Could you return, word for word, the part of the embedding fine-tuning notebook that opens with the words containing "As we can see, our" and closes with "to the function."?

══ SELECTED PASSAGE ══

# Fine-tuning custom embedding models on synthetic data

Bootstrapping and maintaining production-ready RAG pipelines, requires optimizaiton various components like the LLM, vector database, embeddings and rerankers. Within this notbeook we will showcase how you can optimize and maintain your embedding models through synthetic data and human feedback. Besides ZenML, we will do this by using two open source libraries: `argilla` and `distilabel`. Both of these libraries focus optimizing model outputs through improving data quality, however, each one of them take a diferent approach to tackle the same problem. `distilabel` provides a scalable and reliable approach to distilling knowledge from LLMs by generating synthetic data or providing AI feedback with LLMs as judges. `argilla` enables AI engineers and domain experts to collaborate on data projects by allowing them to organize and explore data through within an interactive and engagig UI. Both libraries can be used individually but they work better together.

- ⚗️ distilabel is a framework for synthetic data and AI feedback - [docs](distilabel.argilla.io)
- Argilla is a collaboration tool for AI engineers and domain experts to build high-quality datasets - [docs](docs.argilla.io)

## The dataset - vibe check

Before starting any project, it is always important to look at your data. Our data is publicly [available on the Hugging Face Hub](https://huggingface.co/datasets/zenml/rag_qa_embedding_questions_0_60_0) so we can have a quick look through their dataset viewer within an embedded iFrame. 

As we can see, our dataset contains a column called `page_content`, which was obtained from the ZenML docs.

TODO: add context about `page_content`, chunking etc. Could we look into semantic chunking?

<iframe src="https://huggingface.co/datasets/zenml/rag_qa_embedding_questions_0_60_0/embed/viewer" frameborder="0" width="100%" height="560px"></iframe>

Alternatively, we can load the entire dataset to disk with `datasets.load_dataset`. There is only a single split (`train`), which we will provide as argument to the function.

In [None]:
from datasets import load_dataset

repo_name = "zenml/rag_qa_embedding_questions_0_60_0"

dataset = load_dataset(repo_name, split="train")

dataset

## Generate synthetic query generation with `distilabel`

The [`GenerateSentencePair`](https://distilabel.argilla.io/latest/components-gallery/tasks/generatesentencepair/) component from `distilabel` that can be used to generate training datasets for embeddings models. It is a pre-defined `Task` that given an `anchor` sentence generates a `positive` sentence related to the anchor. We will also generate unrelated `negative` sentences by passing `triplet=True` and we will also provide a `context` to guide the LLM towards more specific behavior. 

Additionally, we will use the [`OpenAILLM`](https://distilabel.argilla.io/latest/components-gallery/llms/openaillm/) with `gpt4o` and [`LoadDataFromHub`](https://distilabel.argilla.io/latest/components-gallery/steps/loaddatafromhub/) to load [our dataset](https://huggingface.co/datasets/zenml/rag_qa_embedding_questions_0_60_0).

In our case, we will use the `page_content` column from our dataset as `anchor` to generate `positive` and `negatives` sentences that function as training data for the embedding model.

Now, let's capture this logic in a `distilabel` `Pipeline`!

═══
══ INFORMATION ══

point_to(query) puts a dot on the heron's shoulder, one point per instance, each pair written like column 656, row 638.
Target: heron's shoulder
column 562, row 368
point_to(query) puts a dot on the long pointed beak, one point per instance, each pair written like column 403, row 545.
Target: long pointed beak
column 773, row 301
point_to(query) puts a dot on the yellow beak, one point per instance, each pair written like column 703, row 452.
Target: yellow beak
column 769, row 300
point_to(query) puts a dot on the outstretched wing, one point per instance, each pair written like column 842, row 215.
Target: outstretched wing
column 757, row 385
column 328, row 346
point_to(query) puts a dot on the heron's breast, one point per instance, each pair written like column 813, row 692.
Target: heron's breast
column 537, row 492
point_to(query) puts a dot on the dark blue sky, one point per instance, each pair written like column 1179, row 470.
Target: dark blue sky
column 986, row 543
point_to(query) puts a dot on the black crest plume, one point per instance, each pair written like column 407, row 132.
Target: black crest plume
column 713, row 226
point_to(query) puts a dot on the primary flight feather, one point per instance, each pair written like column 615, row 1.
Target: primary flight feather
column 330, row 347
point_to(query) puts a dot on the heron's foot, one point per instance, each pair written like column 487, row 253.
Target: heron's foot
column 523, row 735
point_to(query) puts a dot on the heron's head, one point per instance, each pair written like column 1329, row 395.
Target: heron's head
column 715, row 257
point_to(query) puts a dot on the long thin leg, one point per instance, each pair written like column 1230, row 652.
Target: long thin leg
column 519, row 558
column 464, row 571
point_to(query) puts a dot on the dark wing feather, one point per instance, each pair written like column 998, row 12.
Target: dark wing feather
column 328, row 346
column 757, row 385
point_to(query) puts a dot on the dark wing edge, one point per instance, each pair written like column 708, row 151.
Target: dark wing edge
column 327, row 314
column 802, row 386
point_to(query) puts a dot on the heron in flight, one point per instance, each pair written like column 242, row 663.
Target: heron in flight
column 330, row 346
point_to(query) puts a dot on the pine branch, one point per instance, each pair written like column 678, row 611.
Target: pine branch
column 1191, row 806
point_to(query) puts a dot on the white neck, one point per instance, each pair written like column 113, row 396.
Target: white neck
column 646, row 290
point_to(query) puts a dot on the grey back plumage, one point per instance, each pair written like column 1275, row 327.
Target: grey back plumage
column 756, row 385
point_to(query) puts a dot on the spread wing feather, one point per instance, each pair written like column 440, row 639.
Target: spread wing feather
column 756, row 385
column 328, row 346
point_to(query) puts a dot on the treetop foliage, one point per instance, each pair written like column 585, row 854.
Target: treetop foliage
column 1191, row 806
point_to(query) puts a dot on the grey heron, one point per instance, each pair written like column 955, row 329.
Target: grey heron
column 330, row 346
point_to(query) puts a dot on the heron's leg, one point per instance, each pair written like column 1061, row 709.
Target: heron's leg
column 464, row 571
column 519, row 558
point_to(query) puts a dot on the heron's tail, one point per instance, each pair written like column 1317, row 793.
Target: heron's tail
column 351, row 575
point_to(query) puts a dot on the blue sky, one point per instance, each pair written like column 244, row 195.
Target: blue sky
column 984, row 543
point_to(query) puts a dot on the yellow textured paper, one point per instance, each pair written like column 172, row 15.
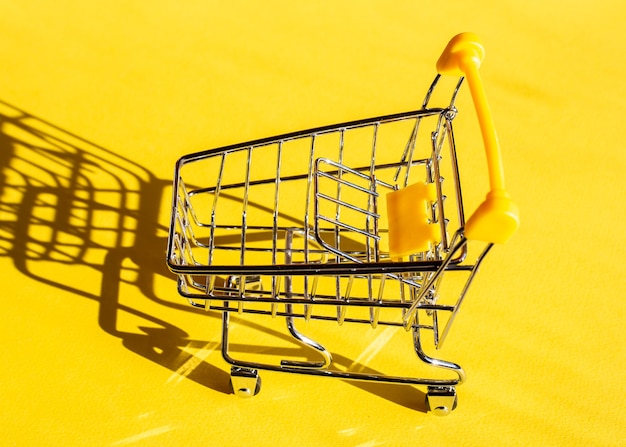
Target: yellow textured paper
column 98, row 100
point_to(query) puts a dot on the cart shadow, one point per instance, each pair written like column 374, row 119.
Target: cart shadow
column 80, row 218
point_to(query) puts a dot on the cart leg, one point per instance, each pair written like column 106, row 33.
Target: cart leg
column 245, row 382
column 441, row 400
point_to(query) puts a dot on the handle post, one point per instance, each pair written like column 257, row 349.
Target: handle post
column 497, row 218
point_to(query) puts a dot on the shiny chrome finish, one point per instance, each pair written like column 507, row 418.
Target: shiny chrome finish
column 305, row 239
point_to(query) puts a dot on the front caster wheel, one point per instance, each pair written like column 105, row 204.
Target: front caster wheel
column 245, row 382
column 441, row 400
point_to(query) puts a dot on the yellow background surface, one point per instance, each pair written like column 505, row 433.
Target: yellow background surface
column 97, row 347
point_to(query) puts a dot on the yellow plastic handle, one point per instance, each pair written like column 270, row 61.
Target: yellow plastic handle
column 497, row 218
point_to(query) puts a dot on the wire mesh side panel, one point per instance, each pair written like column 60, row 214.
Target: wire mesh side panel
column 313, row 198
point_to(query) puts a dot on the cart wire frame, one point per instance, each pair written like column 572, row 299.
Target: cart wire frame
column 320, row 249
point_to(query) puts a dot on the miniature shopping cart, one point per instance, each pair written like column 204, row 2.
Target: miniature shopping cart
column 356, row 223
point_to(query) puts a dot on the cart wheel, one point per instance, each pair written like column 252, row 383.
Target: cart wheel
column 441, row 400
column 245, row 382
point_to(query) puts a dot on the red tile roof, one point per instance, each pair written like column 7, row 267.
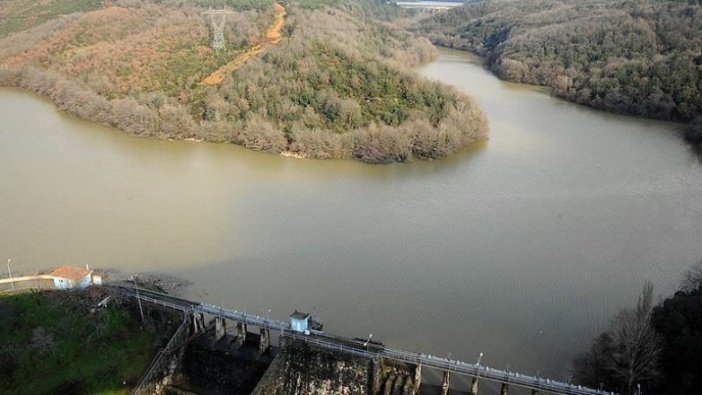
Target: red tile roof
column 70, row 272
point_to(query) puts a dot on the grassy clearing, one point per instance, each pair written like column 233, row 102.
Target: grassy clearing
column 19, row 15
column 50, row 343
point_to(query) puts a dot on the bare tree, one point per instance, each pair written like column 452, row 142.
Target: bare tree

═══

▶ [ANSWER TO THIS PROBLEM]:
As we can see, our dataset contains a column called `page_content`, which was obtained from the ZenML docs.

TODO: add context about `page_content`, chunking etc. Could we look into semantic chunking?

<iframe src="https://huggingface.co/datasets/zenml/rag_qa_embedding_questions_0_60_0/embed/viewer" frameborder="0" width="100%" height="560px"></iframe>

Alternatively, we can load the entire dataset to disk with `datasets.load_dataset`. There is only a single split (`train`), which we will provide as argument to the function.